:: PROMPT ::
Write out every one of the records below word for word, keeping each line unchanged.

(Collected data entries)

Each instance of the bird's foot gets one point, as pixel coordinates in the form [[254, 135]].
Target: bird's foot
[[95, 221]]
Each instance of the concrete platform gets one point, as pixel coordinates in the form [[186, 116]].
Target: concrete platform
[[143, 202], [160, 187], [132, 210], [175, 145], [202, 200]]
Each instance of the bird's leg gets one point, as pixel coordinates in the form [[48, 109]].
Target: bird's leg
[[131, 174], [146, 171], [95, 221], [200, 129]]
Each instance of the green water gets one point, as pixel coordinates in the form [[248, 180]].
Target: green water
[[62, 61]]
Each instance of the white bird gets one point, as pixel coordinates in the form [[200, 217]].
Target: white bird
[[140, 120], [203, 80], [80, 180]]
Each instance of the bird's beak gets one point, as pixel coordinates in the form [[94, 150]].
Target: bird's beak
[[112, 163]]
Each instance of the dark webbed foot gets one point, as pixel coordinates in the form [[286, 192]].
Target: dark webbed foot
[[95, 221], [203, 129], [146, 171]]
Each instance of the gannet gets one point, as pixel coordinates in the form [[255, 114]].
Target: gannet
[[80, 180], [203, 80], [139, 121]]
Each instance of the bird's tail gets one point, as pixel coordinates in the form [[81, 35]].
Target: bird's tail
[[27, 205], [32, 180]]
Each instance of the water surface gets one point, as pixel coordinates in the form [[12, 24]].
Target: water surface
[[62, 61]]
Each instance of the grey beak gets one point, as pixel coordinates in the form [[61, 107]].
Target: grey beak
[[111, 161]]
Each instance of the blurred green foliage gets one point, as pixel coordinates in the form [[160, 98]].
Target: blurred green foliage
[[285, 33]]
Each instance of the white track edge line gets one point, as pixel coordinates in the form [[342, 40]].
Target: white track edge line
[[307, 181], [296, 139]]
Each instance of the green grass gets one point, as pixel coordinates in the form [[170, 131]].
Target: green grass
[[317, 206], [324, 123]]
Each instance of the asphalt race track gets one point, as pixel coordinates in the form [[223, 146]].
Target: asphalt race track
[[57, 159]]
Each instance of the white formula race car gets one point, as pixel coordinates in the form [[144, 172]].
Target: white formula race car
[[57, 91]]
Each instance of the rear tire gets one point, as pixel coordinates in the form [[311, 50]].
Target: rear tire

:: WRITTEN RESPONSE ::
Each instance of the bird's foot gets one point, as pixel coordinates in the form [[254, 135]].
Target: bird's foot
[[95, 221]]
Each instance of the concrete platform gets one point, as pixel coordinates in the form [[186, 116]].
Target: concrete platform
[[143, 202], [160, 187], [132, 210], [175, 145], [202, 200]]
Each instance of the bird's leg gets one point, as pixel coordinates in the form [[48, 109]].
Target: bird's leg
[[131, 174], [146, 171], [95, 221], [200, 129]]
Each instance of the green water gets one point, as pixel coordinates in the form [[248, 180]].
Target: green water
[[62, 61]]
Each instance of the white bird gets one point, as pixel coordinates in the form [[200, 217]].
Target: white bird
[[140, 120], [203, 80], [80, 180]]
Each instance of the bird's beak gets one point, as pixel coordinates in the form [[94, 150]].
Target: bird's beak
[[112, 163]]
Each instance of the dark webbed foot gets one point, as pixel coordinates in the form [[286, 192]].
Target: dark webbed foot
[[95, 221], [203, 129], [146, 171]]
Each instance of the gannet gets one point, as pixel coordinates in the form [[255, 114]].
Target: gannet
[[80, 180], [203, 80], [139, 121]]
Each instance of the bird's tail gets one point, as pixel coordinates in the form [[81, 35]].
Target: bird's tail
[[27, 205], [32, 180]]
Each instance of the water surface gets one point, as pixel coordinates in the form [[12, 24]].
Target: water surface
[[62, 61]]
Each instance of the grey beak gets one point, as pixel coordinates in the form [[61, 107]].
Target: grey beak
[[111, 161]]
Each instance of the blurred green foliage gets one point, as pixel coordinates in the form [[160, 98]].
Target: blurred green foliage
[[285, 33]]
Each instance of the white track edge line gets one point, as pixel coordinates in the form [[342, 40]].
Target: white track edge line
[[307, 181], [296, 139]]
Each instance of the green grass gets one point, as pixel coordinates in the form [[170, 131]].
Target: green grass
[[317, 206], [324, 123]]
Each instance of the asphalt race track gets one point, as pixel coordinates in the form [[223, 146]].
Target: asphalt race track
[[57, 159]]
Each instance of the white formula race car gets one point, as pixel coordinates in the form [[144, 172]].
Target: white formula race car
[[57, 91]]
Each instance of the rear tire gets one point, as pixel coordinates in the form [[311, 50]].
Target: rear tire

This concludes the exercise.